> **Work to do**:
How many lines of the records below contain the word "every"? Reply with the number alone.

> **Dataset**:
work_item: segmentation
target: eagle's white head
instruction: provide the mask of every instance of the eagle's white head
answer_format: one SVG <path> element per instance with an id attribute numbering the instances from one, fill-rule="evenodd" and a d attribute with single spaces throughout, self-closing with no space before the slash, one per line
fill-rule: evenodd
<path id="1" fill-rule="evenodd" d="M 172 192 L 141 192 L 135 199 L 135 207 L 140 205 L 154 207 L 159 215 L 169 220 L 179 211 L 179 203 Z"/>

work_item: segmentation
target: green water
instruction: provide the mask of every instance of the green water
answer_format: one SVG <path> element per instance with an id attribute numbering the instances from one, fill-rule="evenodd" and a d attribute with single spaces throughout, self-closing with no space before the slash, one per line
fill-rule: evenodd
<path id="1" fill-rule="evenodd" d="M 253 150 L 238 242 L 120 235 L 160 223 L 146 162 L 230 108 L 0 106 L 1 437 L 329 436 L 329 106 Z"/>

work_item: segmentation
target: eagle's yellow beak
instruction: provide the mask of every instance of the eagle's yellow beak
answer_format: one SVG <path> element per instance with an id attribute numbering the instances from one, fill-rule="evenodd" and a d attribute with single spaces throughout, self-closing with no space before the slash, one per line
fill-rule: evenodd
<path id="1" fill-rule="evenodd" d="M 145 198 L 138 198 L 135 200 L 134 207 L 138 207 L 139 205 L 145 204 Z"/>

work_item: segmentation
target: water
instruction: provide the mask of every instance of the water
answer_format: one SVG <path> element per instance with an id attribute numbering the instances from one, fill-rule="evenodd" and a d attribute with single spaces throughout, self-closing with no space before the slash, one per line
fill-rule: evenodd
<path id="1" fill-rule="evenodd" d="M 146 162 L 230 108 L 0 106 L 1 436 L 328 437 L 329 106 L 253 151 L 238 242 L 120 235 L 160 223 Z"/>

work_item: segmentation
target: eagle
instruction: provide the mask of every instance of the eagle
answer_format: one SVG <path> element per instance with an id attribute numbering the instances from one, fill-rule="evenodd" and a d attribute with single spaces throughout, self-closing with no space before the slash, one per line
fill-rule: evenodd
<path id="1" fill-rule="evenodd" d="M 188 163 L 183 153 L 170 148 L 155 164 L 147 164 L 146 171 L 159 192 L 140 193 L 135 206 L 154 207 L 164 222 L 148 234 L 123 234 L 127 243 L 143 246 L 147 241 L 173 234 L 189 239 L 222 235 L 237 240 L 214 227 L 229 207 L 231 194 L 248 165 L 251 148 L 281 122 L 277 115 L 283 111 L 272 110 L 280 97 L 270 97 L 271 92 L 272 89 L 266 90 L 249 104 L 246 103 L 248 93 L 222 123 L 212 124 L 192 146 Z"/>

> **Exercise answer**:
5